*** Data listing Section Begins ***
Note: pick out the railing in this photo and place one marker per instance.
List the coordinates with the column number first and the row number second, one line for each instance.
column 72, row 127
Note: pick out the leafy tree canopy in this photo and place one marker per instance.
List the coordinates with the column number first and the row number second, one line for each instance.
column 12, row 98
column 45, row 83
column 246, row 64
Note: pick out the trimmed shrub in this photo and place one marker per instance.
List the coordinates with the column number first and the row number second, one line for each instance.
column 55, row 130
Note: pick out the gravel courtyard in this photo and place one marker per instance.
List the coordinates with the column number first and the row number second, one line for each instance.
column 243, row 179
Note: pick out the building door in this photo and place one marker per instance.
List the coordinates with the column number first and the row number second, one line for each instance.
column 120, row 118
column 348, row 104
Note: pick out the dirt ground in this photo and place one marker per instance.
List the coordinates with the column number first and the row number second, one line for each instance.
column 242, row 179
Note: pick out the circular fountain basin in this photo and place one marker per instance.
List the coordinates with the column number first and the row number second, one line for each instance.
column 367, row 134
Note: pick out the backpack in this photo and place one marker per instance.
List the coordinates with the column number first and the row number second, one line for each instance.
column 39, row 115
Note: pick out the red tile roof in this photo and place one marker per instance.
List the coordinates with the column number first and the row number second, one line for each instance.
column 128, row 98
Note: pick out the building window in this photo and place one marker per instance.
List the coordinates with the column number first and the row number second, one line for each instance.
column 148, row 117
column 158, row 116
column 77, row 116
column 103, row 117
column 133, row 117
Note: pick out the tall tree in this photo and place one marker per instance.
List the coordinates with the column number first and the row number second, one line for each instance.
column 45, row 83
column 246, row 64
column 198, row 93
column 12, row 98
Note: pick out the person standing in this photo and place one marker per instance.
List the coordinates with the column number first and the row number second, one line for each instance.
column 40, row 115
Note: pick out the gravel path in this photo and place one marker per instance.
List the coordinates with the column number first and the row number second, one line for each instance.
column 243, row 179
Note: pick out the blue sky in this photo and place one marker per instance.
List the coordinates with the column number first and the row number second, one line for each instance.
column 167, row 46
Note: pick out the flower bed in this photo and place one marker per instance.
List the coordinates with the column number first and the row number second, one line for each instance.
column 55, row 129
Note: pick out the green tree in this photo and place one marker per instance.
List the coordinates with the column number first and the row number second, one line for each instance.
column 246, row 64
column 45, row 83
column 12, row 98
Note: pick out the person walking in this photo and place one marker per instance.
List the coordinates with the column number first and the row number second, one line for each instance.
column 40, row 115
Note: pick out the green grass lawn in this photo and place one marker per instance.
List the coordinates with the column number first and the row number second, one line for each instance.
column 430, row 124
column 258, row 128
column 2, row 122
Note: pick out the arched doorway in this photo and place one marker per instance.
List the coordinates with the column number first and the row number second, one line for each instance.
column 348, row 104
*** Data listing Section Ends ***
*** Data listing Section Begins ***
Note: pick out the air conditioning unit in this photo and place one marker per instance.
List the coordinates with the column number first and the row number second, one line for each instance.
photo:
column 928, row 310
*** Data listing Section Ends ***
> _Task to carry out_: Copy each line of the material where "tree" is found.

> _Result_:
Note: pick out the leafy tree canopy in this photo and place one marker per instance.
Note: pick out the tall tree in this photo and place one marker per instance.
Note: pick out the green tree in this photo and place one marker per instance.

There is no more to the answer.